## start Data for processing
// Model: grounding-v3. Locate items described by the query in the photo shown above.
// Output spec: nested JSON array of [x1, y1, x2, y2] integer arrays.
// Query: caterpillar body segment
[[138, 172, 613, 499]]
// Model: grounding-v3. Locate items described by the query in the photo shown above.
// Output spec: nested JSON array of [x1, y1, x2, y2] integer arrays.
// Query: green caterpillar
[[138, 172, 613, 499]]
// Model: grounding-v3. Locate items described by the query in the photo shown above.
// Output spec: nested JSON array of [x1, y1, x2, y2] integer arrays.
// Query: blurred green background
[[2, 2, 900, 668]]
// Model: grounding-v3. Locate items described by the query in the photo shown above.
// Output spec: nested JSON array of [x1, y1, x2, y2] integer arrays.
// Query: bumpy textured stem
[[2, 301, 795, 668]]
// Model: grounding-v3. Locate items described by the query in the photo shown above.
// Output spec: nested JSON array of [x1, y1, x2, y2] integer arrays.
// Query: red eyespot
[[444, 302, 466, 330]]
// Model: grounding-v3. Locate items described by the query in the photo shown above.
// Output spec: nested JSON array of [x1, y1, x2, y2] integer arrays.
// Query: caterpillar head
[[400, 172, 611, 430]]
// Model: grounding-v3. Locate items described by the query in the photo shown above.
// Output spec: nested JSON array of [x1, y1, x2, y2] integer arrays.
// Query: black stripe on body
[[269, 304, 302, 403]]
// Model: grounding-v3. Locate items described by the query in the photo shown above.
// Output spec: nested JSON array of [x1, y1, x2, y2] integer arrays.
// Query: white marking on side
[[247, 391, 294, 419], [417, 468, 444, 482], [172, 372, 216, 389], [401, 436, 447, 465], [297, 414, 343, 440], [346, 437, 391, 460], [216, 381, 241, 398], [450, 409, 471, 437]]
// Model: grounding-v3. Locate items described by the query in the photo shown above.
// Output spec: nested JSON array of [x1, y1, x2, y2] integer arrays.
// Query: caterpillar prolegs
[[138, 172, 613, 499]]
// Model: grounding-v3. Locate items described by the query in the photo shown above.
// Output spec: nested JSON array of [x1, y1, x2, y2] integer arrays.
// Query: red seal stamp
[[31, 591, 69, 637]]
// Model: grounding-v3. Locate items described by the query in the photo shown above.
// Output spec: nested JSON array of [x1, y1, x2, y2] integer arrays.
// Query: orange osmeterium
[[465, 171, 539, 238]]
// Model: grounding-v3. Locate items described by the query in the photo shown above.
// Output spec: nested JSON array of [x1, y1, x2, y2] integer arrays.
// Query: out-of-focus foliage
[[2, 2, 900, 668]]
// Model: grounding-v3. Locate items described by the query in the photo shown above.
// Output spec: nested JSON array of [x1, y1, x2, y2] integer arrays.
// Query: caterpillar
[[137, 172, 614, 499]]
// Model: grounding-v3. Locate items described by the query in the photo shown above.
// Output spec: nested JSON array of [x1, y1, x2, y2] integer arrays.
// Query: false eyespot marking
## end Data for processing
### Aim
Restate the data above word for word, please.

### Reply to the exercise
// Model: grounding-v3. Locate items described by the query in the photo shown above.
// Output spec: nested JSON array of [x1, y1, x2, y2] integer arrays.
// Query: caterpillar body segment
[[138, 172, 613, 499]]
// Model: grounding-v3. Locate items described by the query in the photo shown above.
// Output spec: nested JSON array of [x1, y1, x2, y2] integer arrays.
// Query: green caterpillar
[[138, 172, 613, 499]]
// Model: grounding-v3. Locate items described by the query in the photo shown above.
// Output spec: nested JSON array of [x1, y1, x2, y2] integer arrays.
// Query: blurred green background
[[2, 2, 900, 668]]
// Model: grounding-v3. Locate items described by the query in the photo shown above.
// Output spec: nested JSON array of [x1, y1, x2, y2] integer arrays.
// Query: bumpy textured stem
[[2, 301, 795, 668]]
// Model: grounding-v3. Locate items described by the query in the photo shown above.
// Output spec: nested JSON array of [x1, y1, x2, y2] integer arrays.
// Query: red eyespot
[[444, 302, 466, 330]]
// Model: grounding-v3. Locate items described by the query in the photo shown above.
// Output spec: nested JSON array of [x1, y1, x2, y2] integer arrays.
// Query: caterpillar head
[[400, 172, 611, 430]]
// Model: grounding-v3. Locate items described by the query in the photo shown above.
// Output spec: nested JSON array of [x1, y1, x2, y2] integer arrays.
// Query: black stripe on body
[[269, 304, 302, 403]]
// Model: grounding-v3. Locate items described by the query in the photo shown above.
// Output spec: nested JSON array of [x1, y1, x2, y2] integer arrays.
// Query: white marking on side
[[247, 391, 294, 419], [417, 468, 444, 482], [172, 372, 216, 389], [401, 436, 447, 465], [297, 414, 343, 440], [346, 437, 391, 460], [216, 381, 241, 398], [450, 409, 471, 437]]
// Model: grounding-v3. Locate items described by the query in the photo shown above.
// Output spec: nested JSON array of [x1, y1, x2, y2] integer arrays.
// Query: caterpillar prolegs
[[138, 172, 613, 499]]
// Model: grounding-v3. Locate items described by the query in the photo shown above.
// Output spec: nested JSON array of [x1, y1, x2, y2] integer arrays.
// Query: red seal stamp
[[31, 591, 69, 637]]
// Model: grounding-v3. Locate items described by the query in the photo shown above.
// Output spec: nested JSON array of [x1, y1, x2, y2] integer arrays.
// Query: orange osmeterium
[[465, 171, 539, 238]]
// Model: grounding-v3. Locate items described by the query in the photo shown above.
// Output spec: nested JSON array of [x1, y1, x2, y2] integer arrays.
// Query: out-of-focus foliage
[[2, 2, 900, 668]]
// Model: grounding-v3. Locate items described by the query in the photo shown above.
// Output spec: nested JSON array of [x1, y1, x2, y2] integer arrays.
// Query: caterpillar
[[137, 172, 614, 499]]
// Model: grounding-v3. Locate items described by the query in the photo shown above.
// Output spec: nested JSON array of [x1, y1, x2, y2] integer arrays.
// Query: false eyespot marking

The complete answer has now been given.